#### Records from a point labeling set:
* begin *

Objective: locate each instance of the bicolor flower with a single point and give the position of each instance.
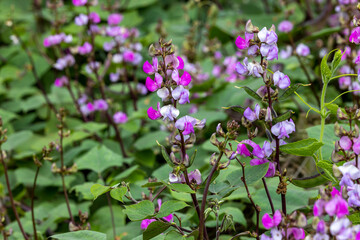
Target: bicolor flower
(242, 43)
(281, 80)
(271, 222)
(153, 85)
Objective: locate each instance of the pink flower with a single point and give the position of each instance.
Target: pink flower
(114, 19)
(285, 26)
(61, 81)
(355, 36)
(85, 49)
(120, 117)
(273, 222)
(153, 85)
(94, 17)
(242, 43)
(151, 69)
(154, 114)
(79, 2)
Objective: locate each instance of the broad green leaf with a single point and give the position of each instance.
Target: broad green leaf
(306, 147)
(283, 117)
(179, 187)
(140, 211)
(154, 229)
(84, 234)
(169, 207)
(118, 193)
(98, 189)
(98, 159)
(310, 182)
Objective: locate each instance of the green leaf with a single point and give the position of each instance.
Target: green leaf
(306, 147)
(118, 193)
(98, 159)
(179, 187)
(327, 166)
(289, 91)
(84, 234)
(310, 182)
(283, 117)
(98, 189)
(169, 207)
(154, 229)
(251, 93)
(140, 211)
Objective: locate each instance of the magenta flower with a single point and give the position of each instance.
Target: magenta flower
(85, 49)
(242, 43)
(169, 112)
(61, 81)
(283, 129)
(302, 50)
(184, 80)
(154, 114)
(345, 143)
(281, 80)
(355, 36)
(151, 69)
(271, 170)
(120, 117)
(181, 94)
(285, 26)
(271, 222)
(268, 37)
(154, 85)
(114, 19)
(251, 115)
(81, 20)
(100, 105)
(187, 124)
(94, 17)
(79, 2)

* end *

Word for word, quote the lines from the line containing "Objective: locate each instance of the broad" through the end of the material, both included, and nothing else.

#### Solution:
Objective: locate each instance of the broad green leaf with a single point and give the position of each instance.
Target: broad green leaf
(306, 147)
(283, 117)
(179, 187)
(140, 211)
(154, 229)
(84, 234)
(169, 207)
(118, 193)
(98, 189)
(98, 159)
(310, 182)
Objective: locate each instance of the green leaf with a single point and give the position of each instance.
Target: green leaf
(306, 147)
(118, 193)
(98, 159)
(179, 187)
(327, 166)
(289, 91)
(84, 234)
(310, 182)
(283, 117)
(98, 189)
(169, 207)
(154, 229)
(251, 93)
(140, 211)
Objective: locate each instance of the magenta flower with a single point and give the position of each instance.
Target: magenta flower
(85, 49)
(242, 43)
(169, 112)
(61, 81)
(283, 129)
(302, 50)
(184, 80)
(154, 114)
(345, 143)
(281, 80)
(355, 36)
(151, 69)
(271, 170)
(120, 117)
(181, 94)
(285, 26)
(271, 222)
(268, 37)
(154, 85)
(114, 19)
(251, 115)
(81, 20)
(100, 105)
(187, 124)
(94, 17)
(79, 2)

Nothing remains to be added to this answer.